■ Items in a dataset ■
========================

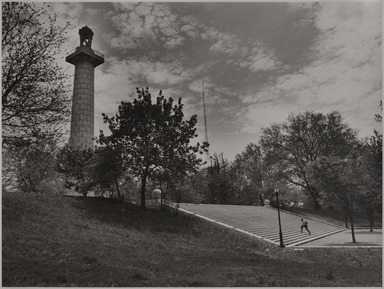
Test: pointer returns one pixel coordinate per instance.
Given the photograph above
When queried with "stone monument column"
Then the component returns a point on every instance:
(83, 102)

========================

■ Written problem ■
Can you copy the material above line for line, leaving the picture out of your answer?

■ Output for this task ■
Test: pointer returns one pixel coordinate per instance.
Given the photograph above
When queried with "stone monument column"
Then the component returns a point on every instance:
(83, 102)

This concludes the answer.